- [Prompt A]: According to the text about Hipolit Wawelberg, in what year did he found the Warsaw Mechanical-Technical School?
- [Prompt B]: Echo the passage of the text about Hipolit Wawelberg from "In 1869, following" up to and including "(Rimsko-katolicheskogo blagotvoritel'noye obshchestva).".

- [Text under study]:
·····
Hipolit Wawelberg (1843–1901) was a Polish banker, and one of the most prominent members of the Wawelberg banking family. He was a known Polish patriot and a lifelong philanthropist.

In 1869, following the January Uprising, Hipolit Wawelberg moved to St. Petersburg where he launched a new venture, the Wawelberg Bank. Wawelberg made a fortune in the Russian Empire, though he was equally well known as a generous philanthropist.

==Banking career==
By 1900, Wawelberg was at the helm of the Wawelberg Bank and held the title of honorable citizen of St. Petersburg, an appellation that could be passed on in the same way as a title of nobility. He was also a member of the management board of the Warsaw Bank of Commerce (Bank Handlowy w Warszawie), the treasury of the Jewish Colonist Society in St. Petersburg, an honorable member of the Jewish Educational Society (Obshchestvo rasprostraneniya prosveshcheniya sredi yevreyev), and a benefactor of the Roman Catholic Beneficial Society (Rimsko-katolicheskogo blagotvoritel'noye obshchestva).

In 1875, in Warsaw, Wawelberg co-founded the Museum of Industry and Agriculture (Muzeum Przemysłu i Rolnictwa w Warszawie). It was in a physics laboratory there that, in 1890–91, Maria Skłodowska (Marie Curie), future investigator of radioactivity and future double Nobel laureate, did her first scientific work. Wawelberg also founded the Warsaw Mechanical-Technical School in 1895, together with his faithful friend and collaborator, his brother-in-law Stanislav Rotwand (Cтанислав Ротванд), an 1860 alumnus of the University of Saint Petersburg law school.
·····
- [Data shown]:

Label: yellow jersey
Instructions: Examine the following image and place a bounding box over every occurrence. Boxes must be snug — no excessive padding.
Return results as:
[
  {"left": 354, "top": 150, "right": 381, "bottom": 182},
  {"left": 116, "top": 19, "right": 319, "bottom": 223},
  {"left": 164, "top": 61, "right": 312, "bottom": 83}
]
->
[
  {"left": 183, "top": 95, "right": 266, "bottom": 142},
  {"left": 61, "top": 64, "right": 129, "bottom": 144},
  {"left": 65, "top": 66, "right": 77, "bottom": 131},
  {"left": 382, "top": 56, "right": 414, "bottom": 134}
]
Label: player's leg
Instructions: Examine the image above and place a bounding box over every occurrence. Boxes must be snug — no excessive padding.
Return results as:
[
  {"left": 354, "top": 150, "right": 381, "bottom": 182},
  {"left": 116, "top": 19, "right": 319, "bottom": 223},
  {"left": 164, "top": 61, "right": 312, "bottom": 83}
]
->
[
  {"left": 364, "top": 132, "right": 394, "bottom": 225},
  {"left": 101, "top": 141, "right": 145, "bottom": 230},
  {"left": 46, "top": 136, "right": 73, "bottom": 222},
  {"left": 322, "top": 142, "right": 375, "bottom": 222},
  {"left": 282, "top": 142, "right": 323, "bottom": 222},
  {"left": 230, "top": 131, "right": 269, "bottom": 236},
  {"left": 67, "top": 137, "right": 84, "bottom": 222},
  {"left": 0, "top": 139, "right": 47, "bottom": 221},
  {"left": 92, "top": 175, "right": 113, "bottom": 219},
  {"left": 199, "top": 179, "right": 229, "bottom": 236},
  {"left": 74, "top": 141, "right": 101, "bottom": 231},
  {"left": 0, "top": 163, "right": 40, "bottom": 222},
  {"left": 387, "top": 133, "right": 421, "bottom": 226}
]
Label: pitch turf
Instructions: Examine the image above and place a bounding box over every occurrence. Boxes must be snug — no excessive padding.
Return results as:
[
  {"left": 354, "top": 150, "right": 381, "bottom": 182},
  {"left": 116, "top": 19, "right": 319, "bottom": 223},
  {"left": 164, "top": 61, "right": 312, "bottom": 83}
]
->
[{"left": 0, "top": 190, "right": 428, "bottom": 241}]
·····
- [Expected output A]: 1895

- [Expected output B]:
In 1869, following the January Uprising, Hipolit Wawelberg moved to St. Petersburg where he launched a new venture, the Wawelberg Bank. Wawelberg made a fortune in the Russian Empire, though he was equally well known as a generous philanthropist.

==Banking career==
By 1900, Wawelberg was at the helm of the Wawelberg Bank and held the title of honorable citizen of St. Petersburg, an appellation that could be passed on in the same way as a title of nobility. He was also a member of the management board of the Warsaw Bank of Commerce (Bank Handlowy w Warszawie), the treasury of the Jewish Colonist Society in St. Petersburg, an honorable member of the Jewish Educational Society (Obshchestvo rasprostraneniya prosveshcheniya sredi yevreyev), and a benefactor of the Roman Catholic Beneficial Society (Rimsko-katolicheskogo blagotvoritel'noye obshchestva).